Update the listing from the start down through the line containing "165], [424, 164]]]" by replacing "blue gown" with "blue dress" and leaving everything else unchanged. Reproduce only that portion, and omit the pictures.

==== The input

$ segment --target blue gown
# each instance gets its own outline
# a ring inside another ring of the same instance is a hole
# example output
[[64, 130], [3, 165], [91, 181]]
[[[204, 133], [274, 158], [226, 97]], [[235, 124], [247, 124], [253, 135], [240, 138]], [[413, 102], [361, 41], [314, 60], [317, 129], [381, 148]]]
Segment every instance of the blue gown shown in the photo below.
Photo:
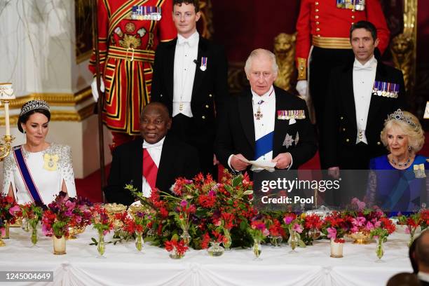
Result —
[[[385, 212], [415, 212], [427, 207], [429, 196], [429, 163], [418, 155], [405, 170], [393, 168], [387, 155], [371, 159], [367, 199]], [[426, 177], [416, 177], [414, 165], [424, 164]]]

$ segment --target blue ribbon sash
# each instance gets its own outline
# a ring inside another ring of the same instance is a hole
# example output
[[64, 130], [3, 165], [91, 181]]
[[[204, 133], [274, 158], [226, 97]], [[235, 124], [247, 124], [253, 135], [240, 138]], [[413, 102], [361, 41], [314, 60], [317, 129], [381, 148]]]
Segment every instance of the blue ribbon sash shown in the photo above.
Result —
[[274, 139], [274, 131], [262, 136], [255, 142], [254, 160], [260, 156], [273, 151], [273, 139]]
[[36, 205], [43, 205], [43, 201], [40, 196], [39, 190], [33, 181], [33, 178], [32, 177], [32, 174], [29, 172], [27, 163], [25, 163], [25, 159], [22, 155], [22, 149], [21, 146], [18, 146], [13, 149], [13, 154], [15, 156], [15, 160], [16, 161], [16, 164], [20, 170], [20, 173], [22, 177], [22, 181], [24, 181], [24, 184], [25, 184], [27, 190], [28, 191], [32, 199], [36, 203]]

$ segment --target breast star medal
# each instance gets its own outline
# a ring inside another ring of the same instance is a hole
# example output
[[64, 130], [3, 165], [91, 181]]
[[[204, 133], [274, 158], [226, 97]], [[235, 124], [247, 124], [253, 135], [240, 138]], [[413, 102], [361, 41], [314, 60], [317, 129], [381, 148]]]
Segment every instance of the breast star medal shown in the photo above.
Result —
[[58, 155], [49, 154], [48, 153], [43, 155], [43, 169], [48, 171], [55, 171], [58, 168], [57, 163], [58, 162]]
[[283, 146], [286, 147], [286, 149], [290, 147], [294, 143], [294, 139], [291, 135], [286, 133], [286, 136], [285, 137], [285, 140], [283, 141]]

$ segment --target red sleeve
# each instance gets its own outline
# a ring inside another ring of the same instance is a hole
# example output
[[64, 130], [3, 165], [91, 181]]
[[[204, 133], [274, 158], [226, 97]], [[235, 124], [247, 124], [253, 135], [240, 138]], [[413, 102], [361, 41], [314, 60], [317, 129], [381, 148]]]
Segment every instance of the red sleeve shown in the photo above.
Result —
[[[302, 0], [299, 15], [297, 21], [297, 50], [295, 58], [307, 59], [311, 46], [311, 27], [310, 18], [310, 1]], [[297, 61], [297, 64], [298, 62]]]
[[[101, 74], [104, 71], [104, 62], [107, 57], [107, 40], [109, 35], [107, 34], [109, 31], [109, 15], [108, 8], [107, 6], [109, 5], [108, 0], [98, 0], [97, 1], [97, 9], [98, 9], [98, 50], [100, 52], [100, 72]], [[95, 75], [95, 50], [93, 48], [93, 55], [90, 59], [88, 68], [90, 71]]]
[[161, 8], [159, 40], [171, 41], [177, 36], [177, 31], [172, 21], [172, 0], [165, 0]]
[[377, 28], [377, 37], [380, 40], [379, 49], [383, 54], [389, 46], [390, 32], [388, 28], [381, 5], [379, 0], [367, 0], [365, 10], [368, 21]]

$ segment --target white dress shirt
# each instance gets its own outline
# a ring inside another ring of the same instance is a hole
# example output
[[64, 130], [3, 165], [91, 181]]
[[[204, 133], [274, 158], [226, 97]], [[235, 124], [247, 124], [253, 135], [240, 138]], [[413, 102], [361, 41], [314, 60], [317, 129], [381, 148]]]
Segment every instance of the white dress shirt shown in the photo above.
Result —
[[358, 134], [356, 144], [368, 144], [365, 136], [367, 119], [374, 82], [375, 81], [377, 60], [373, 55], [365, 64], [355, 59], [353, 64], [353, 95], [356, 108]]
[[[263, 102], [261, 102], [263, 101]], [[274, 131], [275, 125], [275, 93], [274, 87], [271, 86], [270, 90], [262, 95], [257, 95], [252, 90], [252, 105], [253, 107], [253, 123], [254, 126], [254, 140], [265, 136], [266, 135]], [[262, 117], [260, 119], [256, 119], [254, 114], [258, 111], [259, 107]], [[274, 142], [273, 142], [274, 147]], [[231, 154], [228, 158], [228, 165], [231, 169], [233, 169], [231, 165], [231, 160], [233, 154]], [[249, 161], [271, 161], [273, 159], [273, 151], [266, 153], [266, 154], [255, 159], [254, 158], [246, 158]], [[291, 156], [292, 159], [292, 156]], [[292, 167], [292, 161], [288, 166]], [[252, 166], [252, 170], [261, 170], [260, 168]]]
[[425, 281], [429, 282], [429, 273], [426, 273], [424, 272], [418, 271], [417, 273], [417, 277], [419, 280], [422, 281]]
[[[164, 136], [163, 139], [155, 144], [149, 144], [143, 139], [142, 148], [147, 150], [147, 153], [149, 153], [154, 163], [156, 165], [156, 168], [159, 168], [159, 161], [161, 161], [165, 139], [165, 137]], [[147, 198], [150, 197], [152, 192], [151, 186], [146, 181], [146, 178], [143, 175], [142, 175], [142, 192], [143, 193], [143, 196]]]
[[[198, 60], [197, 57], [199, 41], [200, 36], [198, 32], [188, 39], [177, 34], [173, 79], [173, 117], [180, 113], [188, 117], [193, 116], [191, 99], [196, 68], [194, 60]], [[180, 110], [181, 103], [182, 110]]]

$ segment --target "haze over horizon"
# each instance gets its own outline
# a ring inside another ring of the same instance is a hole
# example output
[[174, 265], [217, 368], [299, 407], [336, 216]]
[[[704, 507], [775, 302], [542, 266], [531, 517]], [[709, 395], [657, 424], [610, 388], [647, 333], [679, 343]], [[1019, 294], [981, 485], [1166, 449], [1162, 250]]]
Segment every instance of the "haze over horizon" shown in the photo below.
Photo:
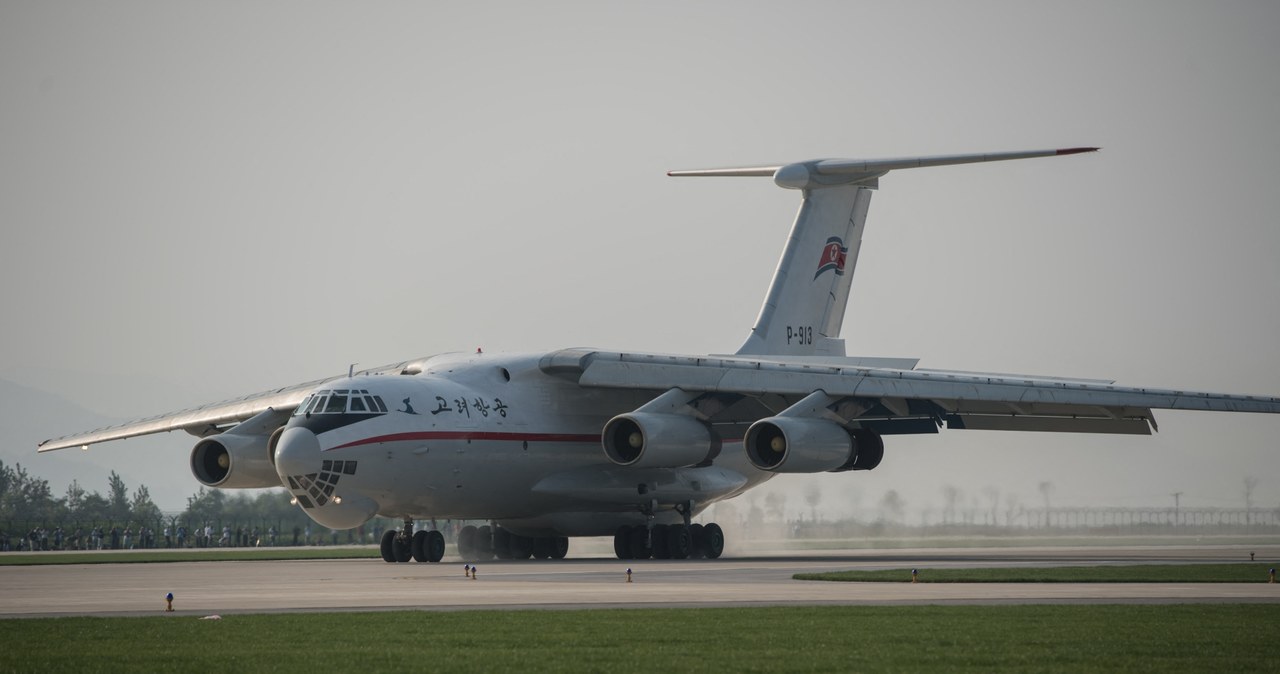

========

** Exercise result **
$ segment --target blue dress
# each instance gets its own outline
# a ring inside another ring of the same instance is a hole
# example output
[[64, 130], [3, 165], [91, 181]]
[[[204, 133], [274, 158], [226, 97]], [[235, 124], [247, 124], [253, 135], [240, 138]], [[413, 102], [361, 41], [314, 60], [317, 129], [381, 148]]]
Segment every instance of the blue dress shown in the photo below.
Photo:
Result —
[[[385, 212], [415, 212], [427, 207], [429, 196], [429, 163], [418, 155], [405, 170], [393, 168], [387, 155], [371, 159], [367, 199]], [[426, 177], [416, 177], [414, 165], [424, 164]]]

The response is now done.